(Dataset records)

• • • •

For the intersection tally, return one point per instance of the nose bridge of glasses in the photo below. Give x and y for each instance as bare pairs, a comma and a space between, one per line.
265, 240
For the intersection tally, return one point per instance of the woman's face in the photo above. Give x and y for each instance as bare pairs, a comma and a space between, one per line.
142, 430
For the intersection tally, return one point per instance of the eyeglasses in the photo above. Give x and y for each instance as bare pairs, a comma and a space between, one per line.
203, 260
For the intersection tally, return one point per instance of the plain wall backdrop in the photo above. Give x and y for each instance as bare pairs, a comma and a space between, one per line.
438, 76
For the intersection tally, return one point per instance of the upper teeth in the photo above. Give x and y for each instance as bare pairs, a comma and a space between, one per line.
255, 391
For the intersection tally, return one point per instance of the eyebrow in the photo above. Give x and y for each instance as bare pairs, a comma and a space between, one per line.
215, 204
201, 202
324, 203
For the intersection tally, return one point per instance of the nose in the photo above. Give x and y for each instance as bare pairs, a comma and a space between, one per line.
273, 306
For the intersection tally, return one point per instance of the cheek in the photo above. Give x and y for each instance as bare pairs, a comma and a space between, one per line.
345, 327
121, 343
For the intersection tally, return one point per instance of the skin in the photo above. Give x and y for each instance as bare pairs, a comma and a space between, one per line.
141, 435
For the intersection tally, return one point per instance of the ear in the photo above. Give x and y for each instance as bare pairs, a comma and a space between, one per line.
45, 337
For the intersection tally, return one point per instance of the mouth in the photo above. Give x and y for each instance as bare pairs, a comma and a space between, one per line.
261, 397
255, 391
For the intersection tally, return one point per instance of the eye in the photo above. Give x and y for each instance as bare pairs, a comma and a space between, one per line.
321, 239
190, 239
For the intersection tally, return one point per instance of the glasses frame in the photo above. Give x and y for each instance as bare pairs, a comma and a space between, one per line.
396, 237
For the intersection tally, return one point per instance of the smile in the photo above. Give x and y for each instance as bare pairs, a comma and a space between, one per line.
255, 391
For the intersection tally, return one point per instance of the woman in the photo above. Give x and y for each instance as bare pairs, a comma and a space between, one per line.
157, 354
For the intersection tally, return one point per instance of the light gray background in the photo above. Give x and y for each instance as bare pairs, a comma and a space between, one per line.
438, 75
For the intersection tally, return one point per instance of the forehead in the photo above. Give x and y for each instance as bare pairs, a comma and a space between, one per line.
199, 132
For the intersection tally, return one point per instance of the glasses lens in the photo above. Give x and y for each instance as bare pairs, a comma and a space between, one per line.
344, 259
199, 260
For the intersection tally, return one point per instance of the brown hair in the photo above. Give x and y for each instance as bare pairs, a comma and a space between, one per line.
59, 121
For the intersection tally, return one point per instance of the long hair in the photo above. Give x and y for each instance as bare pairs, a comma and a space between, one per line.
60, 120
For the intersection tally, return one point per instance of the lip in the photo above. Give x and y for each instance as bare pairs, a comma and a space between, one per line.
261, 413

• • • •

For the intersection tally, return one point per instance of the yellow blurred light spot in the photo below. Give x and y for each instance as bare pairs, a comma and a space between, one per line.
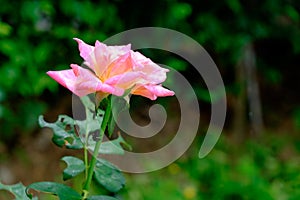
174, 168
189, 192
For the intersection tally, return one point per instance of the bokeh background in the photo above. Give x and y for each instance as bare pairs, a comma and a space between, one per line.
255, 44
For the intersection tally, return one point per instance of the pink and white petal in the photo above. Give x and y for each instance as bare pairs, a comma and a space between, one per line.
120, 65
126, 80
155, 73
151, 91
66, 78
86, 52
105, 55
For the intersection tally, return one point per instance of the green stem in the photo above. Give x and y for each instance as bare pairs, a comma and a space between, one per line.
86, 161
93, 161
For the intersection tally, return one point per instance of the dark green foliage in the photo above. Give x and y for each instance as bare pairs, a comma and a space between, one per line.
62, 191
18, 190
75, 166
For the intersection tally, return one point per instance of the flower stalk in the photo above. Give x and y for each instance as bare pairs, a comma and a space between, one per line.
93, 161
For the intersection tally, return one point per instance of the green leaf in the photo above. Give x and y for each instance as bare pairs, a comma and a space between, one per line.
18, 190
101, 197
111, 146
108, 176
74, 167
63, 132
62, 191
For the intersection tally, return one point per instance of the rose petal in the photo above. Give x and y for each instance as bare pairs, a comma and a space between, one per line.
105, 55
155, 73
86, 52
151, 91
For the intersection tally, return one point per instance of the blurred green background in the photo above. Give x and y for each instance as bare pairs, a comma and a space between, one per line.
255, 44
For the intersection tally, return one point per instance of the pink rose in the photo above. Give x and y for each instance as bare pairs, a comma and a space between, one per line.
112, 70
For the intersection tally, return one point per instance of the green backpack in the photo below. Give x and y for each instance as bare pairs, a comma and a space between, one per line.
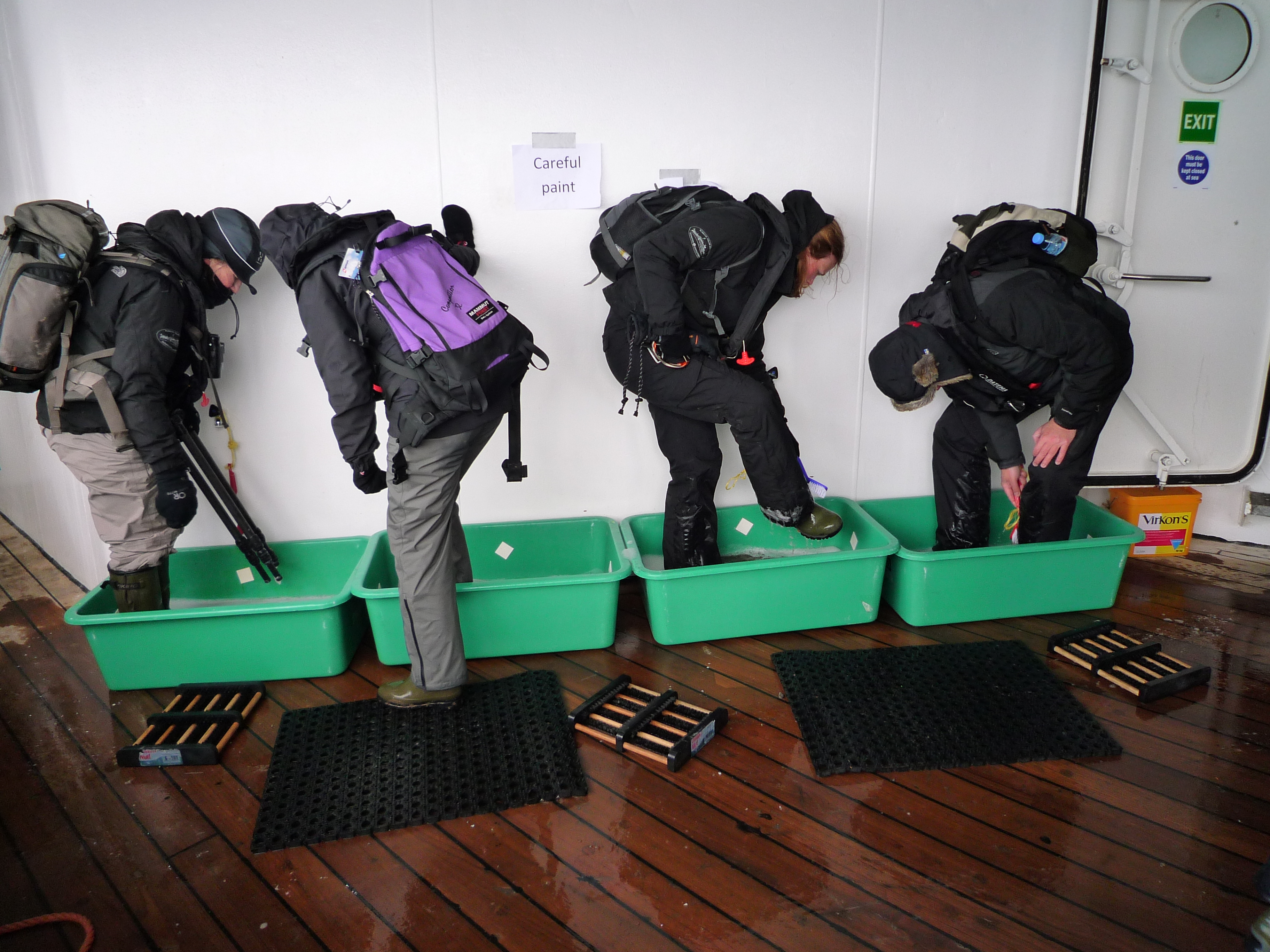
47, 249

• • • •

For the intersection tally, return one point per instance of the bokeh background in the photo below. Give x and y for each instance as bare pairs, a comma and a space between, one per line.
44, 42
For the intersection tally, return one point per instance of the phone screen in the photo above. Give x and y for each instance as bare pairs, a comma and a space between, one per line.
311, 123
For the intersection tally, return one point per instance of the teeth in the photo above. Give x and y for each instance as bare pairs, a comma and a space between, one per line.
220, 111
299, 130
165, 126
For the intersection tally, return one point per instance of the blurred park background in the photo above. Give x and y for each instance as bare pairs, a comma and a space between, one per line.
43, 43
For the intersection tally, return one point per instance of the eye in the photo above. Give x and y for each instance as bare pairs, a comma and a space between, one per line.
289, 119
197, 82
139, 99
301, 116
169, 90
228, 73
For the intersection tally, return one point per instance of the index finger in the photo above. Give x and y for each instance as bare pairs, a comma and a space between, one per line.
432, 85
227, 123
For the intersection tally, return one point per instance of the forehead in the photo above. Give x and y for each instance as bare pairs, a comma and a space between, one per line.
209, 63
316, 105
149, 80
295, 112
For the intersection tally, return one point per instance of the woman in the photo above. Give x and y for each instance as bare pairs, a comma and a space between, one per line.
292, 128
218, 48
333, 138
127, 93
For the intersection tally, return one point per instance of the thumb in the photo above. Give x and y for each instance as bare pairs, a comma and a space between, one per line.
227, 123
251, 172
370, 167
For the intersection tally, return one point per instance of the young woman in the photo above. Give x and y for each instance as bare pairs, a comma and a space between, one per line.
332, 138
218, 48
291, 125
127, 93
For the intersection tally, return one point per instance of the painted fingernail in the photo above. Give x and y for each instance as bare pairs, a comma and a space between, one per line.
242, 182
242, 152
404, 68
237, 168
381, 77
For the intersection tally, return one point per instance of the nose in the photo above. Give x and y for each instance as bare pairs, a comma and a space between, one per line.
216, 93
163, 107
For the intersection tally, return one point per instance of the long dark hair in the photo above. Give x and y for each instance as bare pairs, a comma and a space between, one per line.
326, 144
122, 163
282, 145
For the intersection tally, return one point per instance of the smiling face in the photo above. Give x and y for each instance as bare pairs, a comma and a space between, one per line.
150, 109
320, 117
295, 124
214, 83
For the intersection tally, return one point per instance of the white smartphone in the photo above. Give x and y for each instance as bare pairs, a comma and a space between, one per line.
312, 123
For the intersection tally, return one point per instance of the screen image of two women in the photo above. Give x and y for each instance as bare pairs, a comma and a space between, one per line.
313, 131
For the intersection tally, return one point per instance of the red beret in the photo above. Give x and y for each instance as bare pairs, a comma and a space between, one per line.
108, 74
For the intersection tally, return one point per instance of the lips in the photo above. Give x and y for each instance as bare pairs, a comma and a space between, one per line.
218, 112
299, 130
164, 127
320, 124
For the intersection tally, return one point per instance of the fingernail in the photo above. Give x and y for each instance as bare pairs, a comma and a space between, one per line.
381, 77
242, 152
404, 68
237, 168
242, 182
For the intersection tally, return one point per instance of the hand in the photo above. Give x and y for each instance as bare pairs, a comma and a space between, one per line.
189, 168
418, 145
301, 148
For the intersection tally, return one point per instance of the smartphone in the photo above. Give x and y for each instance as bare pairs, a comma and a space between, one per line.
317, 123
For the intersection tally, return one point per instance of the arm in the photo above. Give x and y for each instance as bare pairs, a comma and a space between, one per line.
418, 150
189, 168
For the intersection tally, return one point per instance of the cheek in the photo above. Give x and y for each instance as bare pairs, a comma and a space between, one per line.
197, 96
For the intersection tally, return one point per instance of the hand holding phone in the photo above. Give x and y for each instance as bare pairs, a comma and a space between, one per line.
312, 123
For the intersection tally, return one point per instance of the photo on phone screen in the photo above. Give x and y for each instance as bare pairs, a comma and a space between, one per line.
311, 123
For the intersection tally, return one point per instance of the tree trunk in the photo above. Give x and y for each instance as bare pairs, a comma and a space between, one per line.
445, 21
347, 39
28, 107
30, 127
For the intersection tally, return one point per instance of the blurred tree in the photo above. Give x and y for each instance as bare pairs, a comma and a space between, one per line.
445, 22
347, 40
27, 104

• • • •

What the task requires:
Locate every line in the material above that contains the string "petal", matching case exactly, and copy each of those lines in full.

Full output:
For the intersection tally, return one point per instance of the pink and white petal in the photo above. Give x and y for each instance as bare pairs, a comma and a space between, one per line.
For the intersection tally, return one point per instance of the rose petal in the photo above. Give x and y for each instance as bare pairs, a comma and a space between, one per line.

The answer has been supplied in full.